• _SOURCE_
Income for Non-QM

One of the most fundamental aspects of a mortgage loan is income verification. In other words, it is evaluating whether the borrower has the ability to repay the money. If this can be proven through tax returns, that is perfect—no problem. However, if that is not the case, income must be verified through alternative methods. This is where the term Alternative Documentation comes into play.

The following section explains the various ways income can be verified. There are nine total methods, and you can secure a loan using whichever option is viable for your situation.

Income

1. Bank Statements

Instead of tax returns, the lender reviews business or personal bank statements from the most recent 12 months. This is a flagship program for self-employed individuals, where approximately 50% of the total regular deposits into the account are recognized as actual business income to qualify for the loan.

2. CPA P&L

Income is evaluated based on a Profit and Loss (P&L) Statement for the past 1 to 2 years, formally prepared and signed by a CPA or a certified tax professional. Instead of auditing complex, full tax return documents, the lender accepts the net income certified by the accountant as the borrower’s qualifying income.

• _INFORMATION GIVEN_
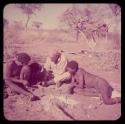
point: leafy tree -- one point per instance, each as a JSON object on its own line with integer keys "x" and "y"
{"x": 29, "y": 10}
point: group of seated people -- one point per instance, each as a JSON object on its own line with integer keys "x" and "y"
{"x": 22, "y": 73}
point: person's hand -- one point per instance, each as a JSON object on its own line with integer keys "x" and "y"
{"x": 25, "y": 82}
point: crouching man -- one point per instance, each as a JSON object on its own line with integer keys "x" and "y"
{"x": 82, "y": 79}
{"x": 17, "y": 74}
{"x": 56, "y": 68}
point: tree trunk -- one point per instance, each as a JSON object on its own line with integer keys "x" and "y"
{"x": 27, "y": 21}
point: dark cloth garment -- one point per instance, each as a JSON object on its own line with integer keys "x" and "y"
{"x": 48, "y": 75}
{"x": 15, "y": 69}
{"x": 36, "y": 74}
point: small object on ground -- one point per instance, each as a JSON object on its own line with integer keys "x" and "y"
{"x": 35, "y": 98}
{"x": 59, "y": 84}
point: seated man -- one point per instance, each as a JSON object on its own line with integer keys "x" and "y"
{"x": 56, "y": 68}
{"x": 15, "y": 76}
{"x": 36, "y": 73}
{"x": 84, "y": 79}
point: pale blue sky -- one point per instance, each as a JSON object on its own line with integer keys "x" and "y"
{"x": 48, "y": 15}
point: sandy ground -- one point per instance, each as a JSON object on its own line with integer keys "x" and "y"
{"x": 103, "y": 61}
{"x": 56, "y": 104}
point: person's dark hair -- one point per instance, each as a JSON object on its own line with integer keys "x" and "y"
{"x": 72, "y": 65}
{"x": 35, "y": 67}
{"x": 23, "y": 58}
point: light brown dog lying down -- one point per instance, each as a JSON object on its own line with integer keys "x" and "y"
{"x": 82, "y": 79}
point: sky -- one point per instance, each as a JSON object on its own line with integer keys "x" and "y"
{"x": 48, "y": 15}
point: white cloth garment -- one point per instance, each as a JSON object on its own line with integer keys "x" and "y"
{"x": 59, "y": 69}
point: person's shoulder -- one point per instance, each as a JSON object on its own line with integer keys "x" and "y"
{"x": 80, "y": 71}
{"x": 9, "y": 62}
{"x": 63, "y": 56}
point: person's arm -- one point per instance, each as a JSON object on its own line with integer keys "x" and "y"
{"x": 47, "y": 65}
{"x": 62, "y": 65}
{"x": 80, "y": 82}
{"x": 7, "y": 74}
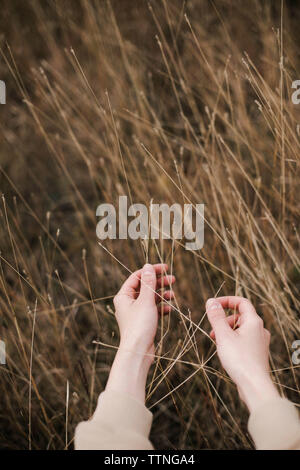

• _STATED GOAL 1_
From the Non-QM income text, copy the part that opens with the words containing "One of the most" and closes with "comes into play.".
• _STATED GOAL 2_
According to the Non-QM income text, how many months of bank statements does the lender review under the bank statement method?
• _STATED GOAL 3_
Carry on the Non-QM income text from the point where it stops.

• _FINAL RESULT 1_
One of the most fundamental aspects of a mortgage loan is income verification. In other words, it is evaluating whether the borrower has the ability to repay the money. If this can be proven through tax returns, that is perfect—no problem. However, if that is not the case, income must be verified through alternative methods. This is where the term Alternative Documentation comes into play.

• _FINAL RESULT 2_
The most recent 12 months.

• _FINAL RESULT 3_
3. WVOE (Written Verification of Employment)

This program is used when W-2 employees find it difficult to provide tax returns or paystubs. The lender directly verifies the borrower’s current position and salary level using a single, formal Written Verification of Employment (WVOE) form completed directly by the employer. The document is filled out according to a standardized form prepared by the government.

4. 1099

This program is designed for freelancers or independent contractors who earn income under a 1099 form each year. Because 1099 income is only filed with taxes once a year, earnings generated after that filing cannot yet be recognized as tax-proven income. Therefore, this program recognizes income based solely on the 1099 documents before they are officially filed. Generally, 90% or more of the gross amount is counted as income. Concurrently, bank statements are required to verify those funds.

5. DSCR (Debt Service Coverage Ratio)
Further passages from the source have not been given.